═════ Provided records
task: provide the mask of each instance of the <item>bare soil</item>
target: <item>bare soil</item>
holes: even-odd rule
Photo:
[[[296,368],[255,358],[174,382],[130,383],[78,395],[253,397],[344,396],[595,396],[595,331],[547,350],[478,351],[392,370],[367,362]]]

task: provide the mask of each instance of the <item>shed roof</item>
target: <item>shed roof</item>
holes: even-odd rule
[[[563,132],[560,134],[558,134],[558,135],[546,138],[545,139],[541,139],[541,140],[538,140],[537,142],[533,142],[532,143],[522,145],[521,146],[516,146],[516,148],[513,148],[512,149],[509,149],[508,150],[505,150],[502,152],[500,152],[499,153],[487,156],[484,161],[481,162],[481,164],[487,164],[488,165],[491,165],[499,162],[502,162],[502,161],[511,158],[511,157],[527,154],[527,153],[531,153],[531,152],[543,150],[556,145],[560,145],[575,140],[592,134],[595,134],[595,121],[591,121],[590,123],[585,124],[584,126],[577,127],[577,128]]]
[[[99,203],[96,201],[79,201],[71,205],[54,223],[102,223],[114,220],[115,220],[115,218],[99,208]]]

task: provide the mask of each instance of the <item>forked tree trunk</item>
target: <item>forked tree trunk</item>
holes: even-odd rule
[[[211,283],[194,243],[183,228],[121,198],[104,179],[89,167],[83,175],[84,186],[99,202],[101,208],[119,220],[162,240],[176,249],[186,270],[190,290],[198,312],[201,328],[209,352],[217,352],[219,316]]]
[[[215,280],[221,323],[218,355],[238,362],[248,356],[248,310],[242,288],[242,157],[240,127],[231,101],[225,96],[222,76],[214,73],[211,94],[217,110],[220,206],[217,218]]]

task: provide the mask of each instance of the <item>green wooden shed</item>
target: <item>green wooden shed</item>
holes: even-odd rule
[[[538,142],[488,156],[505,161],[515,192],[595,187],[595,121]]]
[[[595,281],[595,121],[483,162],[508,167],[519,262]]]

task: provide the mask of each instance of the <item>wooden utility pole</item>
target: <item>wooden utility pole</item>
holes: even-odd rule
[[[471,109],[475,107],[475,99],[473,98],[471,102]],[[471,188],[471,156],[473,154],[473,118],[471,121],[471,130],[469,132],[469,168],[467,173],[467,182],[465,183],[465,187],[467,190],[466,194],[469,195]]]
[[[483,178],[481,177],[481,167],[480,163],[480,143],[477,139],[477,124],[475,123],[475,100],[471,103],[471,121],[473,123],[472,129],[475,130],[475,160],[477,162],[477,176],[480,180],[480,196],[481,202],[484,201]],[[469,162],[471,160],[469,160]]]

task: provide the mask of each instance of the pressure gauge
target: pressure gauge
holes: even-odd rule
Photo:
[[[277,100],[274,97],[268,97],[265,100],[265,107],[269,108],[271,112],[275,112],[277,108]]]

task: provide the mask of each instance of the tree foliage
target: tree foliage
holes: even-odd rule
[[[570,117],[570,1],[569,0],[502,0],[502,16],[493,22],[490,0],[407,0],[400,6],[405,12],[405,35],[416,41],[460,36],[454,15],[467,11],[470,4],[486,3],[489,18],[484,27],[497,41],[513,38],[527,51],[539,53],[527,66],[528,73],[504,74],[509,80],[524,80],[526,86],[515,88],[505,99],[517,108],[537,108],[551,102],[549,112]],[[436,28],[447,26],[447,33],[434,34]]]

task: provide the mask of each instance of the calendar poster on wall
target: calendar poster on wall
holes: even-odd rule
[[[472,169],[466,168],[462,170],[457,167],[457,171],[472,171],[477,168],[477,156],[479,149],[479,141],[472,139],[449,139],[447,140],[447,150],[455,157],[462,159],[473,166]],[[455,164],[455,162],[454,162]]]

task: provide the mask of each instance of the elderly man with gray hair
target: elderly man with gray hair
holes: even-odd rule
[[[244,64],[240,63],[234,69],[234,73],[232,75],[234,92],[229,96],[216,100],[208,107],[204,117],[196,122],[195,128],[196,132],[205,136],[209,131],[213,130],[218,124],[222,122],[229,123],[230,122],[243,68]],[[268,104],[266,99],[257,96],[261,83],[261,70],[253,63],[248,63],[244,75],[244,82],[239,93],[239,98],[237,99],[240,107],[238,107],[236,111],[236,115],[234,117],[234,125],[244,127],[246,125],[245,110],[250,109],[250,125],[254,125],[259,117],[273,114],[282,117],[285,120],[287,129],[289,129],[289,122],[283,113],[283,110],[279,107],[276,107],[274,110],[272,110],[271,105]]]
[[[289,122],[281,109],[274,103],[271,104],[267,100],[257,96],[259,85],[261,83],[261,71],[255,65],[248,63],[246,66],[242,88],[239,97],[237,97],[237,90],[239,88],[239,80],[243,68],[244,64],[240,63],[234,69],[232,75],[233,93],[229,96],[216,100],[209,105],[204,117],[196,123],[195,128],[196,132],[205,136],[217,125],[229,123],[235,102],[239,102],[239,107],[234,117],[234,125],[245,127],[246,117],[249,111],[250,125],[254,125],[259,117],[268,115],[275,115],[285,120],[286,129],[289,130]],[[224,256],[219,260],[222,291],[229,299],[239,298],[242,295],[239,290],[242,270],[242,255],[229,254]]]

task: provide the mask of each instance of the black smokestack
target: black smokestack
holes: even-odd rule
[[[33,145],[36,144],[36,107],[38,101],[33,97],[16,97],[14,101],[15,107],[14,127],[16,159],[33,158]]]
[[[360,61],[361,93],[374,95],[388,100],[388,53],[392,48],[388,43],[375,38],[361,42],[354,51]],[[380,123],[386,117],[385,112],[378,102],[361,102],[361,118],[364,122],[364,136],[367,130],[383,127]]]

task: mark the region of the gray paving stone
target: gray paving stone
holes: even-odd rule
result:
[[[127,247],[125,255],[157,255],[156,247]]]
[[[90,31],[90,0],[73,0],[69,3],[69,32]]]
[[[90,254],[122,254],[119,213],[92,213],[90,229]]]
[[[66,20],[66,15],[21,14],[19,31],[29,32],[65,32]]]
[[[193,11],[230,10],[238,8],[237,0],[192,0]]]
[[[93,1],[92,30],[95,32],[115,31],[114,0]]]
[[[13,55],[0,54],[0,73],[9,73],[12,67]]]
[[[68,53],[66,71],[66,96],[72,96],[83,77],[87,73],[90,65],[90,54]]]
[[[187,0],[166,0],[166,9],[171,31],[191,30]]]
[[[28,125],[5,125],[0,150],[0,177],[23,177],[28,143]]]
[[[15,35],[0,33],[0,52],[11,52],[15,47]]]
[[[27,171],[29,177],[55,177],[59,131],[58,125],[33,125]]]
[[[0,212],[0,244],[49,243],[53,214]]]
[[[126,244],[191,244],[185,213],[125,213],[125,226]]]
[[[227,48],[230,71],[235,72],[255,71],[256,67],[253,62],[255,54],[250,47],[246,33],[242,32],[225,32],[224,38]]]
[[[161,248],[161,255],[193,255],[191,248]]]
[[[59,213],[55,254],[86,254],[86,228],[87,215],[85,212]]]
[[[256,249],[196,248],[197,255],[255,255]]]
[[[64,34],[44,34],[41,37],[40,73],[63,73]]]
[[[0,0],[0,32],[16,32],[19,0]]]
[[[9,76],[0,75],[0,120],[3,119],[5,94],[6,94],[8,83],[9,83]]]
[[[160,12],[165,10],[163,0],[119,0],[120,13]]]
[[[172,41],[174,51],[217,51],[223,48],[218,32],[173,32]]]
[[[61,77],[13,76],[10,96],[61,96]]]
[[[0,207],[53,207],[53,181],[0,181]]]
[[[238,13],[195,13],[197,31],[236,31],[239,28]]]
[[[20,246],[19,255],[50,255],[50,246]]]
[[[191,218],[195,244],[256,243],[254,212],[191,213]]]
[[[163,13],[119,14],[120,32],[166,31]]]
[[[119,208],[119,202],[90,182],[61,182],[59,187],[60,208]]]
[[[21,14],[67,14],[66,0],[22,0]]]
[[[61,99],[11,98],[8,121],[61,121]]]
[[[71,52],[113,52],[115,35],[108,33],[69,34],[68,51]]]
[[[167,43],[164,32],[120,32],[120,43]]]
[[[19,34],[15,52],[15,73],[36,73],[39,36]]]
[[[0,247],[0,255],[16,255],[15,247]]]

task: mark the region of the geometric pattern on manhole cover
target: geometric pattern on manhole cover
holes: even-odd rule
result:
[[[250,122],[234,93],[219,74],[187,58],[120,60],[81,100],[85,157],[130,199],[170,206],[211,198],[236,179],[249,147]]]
══════════
Rescale the records from the line with "task: provide the mask of each instance of the <item>green" to the line with "[[[595,281],[595,121],[483,162],[508,167],[519,262]]]", both included, and give all of those lines again, requests too. Multiply every polygon vertex coordinate in the answers by 2, rounding to whole numbers with halves going up.

• _Written response_:
task: provide the mask of each instance of the <item>green wooden shed</item>
target: <item>green wooden shed</item>
holes: even-odd rule
[[[1076,284],[976,312],[1010,322],[1030,384],[1190,374],[1190,242]]]
[[[1190,562],[1190,242],[966,324],[1016,334],[1038,524]]]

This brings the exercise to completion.